══ DOCUMENT TEXT ══

Think about TV ads. Analyze. Ask questions.

 

 

Consider these ideas for your own compositions.

TV Set   Computer and Quill Pen
WHAT ARE THE TECHNICAL LIMITS?
WHAT ARE YOUR TECHNICAL LIMITS?

Technical limits, as used here, mean the money, the machines, and the human abilities involved.

Financial limits are important. Ads have to be cost-effective. Many clever ideas are simply too costly to produce in relation to the value they may have in increasing sales.

Nobody has an unlimited budget. Cost affects production values (such as the quality of actors, sets, locations, costumes, and re-takes). You can often tell a cheaply-made local ad from an expensive national one.

Many technological limits are flexible, not fixed. Consider the rapid changes in photography (from black & white to color), in video, in computer graphics, in audio (LPs, CDs, DVDs), in all the electronics (cell phones) of the new technology. Costs, too, are relative: what is expensive today may be cheap tomorrow.

Audiences pay more attention when the common limits are stretched, or when something unusual or extraordinary occurs (e.g. a car atop a mountain peak, a trick camera shot, or new computer graphics). Inquiring minds ask, "How did they do that?"

═══
══ PROVIDED MATERIAL ══

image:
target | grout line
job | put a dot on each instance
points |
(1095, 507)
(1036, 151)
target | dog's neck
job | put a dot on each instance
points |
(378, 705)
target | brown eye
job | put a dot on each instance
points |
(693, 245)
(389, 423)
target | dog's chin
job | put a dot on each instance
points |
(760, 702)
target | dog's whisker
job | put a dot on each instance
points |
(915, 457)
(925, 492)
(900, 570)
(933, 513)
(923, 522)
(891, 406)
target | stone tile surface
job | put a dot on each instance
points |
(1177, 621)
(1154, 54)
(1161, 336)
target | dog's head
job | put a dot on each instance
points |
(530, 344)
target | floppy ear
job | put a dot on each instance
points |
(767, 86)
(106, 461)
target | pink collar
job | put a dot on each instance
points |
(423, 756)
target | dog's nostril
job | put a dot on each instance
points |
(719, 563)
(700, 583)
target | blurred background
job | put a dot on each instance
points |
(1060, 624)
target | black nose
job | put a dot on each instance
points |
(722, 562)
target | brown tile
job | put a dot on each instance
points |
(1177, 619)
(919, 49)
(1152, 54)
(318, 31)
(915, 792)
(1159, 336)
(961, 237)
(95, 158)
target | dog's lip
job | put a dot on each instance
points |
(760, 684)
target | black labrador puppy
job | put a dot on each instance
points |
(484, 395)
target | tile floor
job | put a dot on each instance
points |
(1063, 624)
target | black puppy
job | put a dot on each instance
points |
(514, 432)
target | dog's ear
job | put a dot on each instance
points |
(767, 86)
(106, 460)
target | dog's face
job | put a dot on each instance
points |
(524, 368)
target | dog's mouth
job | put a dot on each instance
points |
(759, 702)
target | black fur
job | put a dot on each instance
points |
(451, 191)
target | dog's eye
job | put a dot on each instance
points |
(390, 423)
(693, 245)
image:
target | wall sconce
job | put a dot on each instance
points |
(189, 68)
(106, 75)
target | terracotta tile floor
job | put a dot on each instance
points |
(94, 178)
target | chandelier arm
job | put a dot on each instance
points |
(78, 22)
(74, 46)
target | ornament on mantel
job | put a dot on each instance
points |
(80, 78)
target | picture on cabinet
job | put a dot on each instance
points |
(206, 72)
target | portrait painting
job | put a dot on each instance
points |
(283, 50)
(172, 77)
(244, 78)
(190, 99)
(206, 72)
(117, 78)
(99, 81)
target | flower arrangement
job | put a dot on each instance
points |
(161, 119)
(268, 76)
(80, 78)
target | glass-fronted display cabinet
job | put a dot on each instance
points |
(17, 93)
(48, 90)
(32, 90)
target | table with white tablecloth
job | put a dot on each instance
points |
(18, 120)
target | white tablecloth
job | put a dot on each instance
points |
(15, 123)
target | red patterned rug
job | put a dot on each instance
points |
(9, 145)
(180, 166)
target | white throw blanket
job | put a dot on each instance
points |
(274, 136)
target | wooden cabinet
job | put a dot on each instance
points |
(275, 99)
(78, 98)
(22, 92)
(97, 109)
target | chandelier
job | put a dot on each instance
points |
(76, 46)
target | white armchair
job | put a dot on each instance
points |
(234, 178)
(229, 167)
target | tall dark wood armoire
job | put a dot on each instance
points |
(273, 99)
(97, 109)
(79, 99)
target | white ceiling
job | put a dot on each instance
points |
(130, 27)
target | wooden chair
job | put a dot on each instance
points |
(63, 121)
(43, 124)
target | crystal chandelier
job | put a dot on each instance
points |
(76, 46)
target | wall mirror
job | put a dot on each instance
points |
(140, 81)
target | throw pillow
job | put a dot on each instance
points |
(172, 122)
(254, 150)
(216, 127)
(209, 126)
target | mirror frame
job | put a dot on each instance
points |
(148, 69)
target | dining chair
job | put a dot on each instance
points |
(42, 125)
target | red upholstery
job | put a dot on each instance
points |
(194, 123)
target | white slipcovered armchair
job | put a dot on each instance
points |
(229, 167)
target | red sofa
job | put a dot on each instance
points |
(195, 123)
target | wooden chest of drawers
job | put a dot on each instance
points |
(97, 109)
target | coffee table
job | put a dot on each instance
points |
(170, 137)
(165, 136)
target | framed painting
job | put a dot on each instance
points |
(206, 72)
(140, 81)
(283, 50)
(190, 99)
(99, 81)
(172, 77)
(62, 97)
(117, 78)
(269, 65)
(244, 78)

═══

__EXERCISE SET__
A) State how many lines in the entries contain the word "cabinet", giving only the number.
B) Write the next part of the piece on the technical limits of TV ads, carrying on after its final sentence.

__RESULTS OF THE TASKS__
A) 3

B)
Although the people who write ads have their individual limitations, the industry, because it is so very competitive, tends to weed out the untalented.

Clock-watchers and passive time-servers do not survive well in the advertising business. It is not a sheltered workshop for the idle. Ad writers often have great abilities (smart, clever, and verbally fluent) and get well rewarded.

 

Technical limits, as used here, refer to your money, your machines, and your physical and mental abilities.

Money buys useful time-saving aids. In your planning, include an estimate of the cost of supplies, machines, or even released time. Get used to working on a tight budget. Very few people or businesses have unlimited funds available.

Although pencil and paper are all the tools you need to be a writer, most people today use some kind of machine -- computers, word processors, dictating machines, and photocopiers -- in their composing process.

All machines have their limits and inherent problems. Expect system breakdowns and power failures, delays and waiting lines.

Prepare for problems
. Get adequate supplies of the basics (paper, pens, batteries, coins for the machines) and know the limits of your machines.

Although we each have limits on our own physical and mental abilities, these limits may be the most flexible.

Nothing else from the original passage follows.